*INPUT FOR THIS TASK:*
"""
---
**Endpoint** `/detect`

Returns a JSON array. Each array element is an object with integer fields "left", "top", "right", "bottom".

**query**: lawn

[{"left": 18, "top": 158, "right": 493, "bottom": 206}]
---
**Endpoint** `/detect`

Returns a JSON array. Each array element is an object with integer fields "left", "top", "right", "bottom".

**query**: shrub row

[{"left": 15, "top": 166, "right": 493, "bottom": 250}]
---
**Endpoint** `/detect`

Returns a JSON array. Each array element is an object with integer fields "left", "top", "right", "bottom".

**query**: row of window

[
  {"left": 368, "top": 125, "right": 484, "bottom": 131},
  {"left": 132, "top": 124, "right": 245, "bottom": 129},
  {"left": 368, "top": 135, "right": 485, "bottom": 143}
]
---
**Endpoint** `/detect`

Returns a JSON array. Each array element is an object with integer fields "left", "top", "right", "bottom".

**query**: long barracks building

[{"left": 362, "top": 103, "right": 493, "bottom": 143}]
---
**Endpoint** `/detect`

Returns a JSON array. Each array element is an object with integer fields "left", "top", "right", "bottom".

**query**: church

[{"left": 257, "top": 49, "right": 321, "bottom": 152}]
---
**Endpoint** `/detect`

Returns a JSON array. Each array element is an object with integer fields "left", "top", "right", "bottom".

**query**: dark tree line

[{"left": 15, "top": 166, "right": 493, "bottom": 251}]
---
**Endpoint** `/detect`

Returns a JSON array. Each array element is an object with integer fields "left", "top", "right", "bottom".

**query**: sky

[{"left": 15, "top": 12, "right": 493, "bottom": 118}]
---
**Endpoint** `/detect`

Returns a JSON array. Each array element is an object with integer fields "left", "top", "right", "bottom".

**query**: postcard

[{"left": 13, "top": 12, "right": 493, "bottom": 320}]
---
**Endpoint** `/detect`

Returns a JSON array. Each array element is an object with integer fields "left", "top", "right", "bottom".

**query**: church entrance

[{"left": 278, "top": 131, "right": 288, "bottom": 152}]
"""
*TASK DETAILS:* Count the lines above that contain the string "church", matching case exactly. Return only the count.

*RESULT OF THE EXERCISE:* 2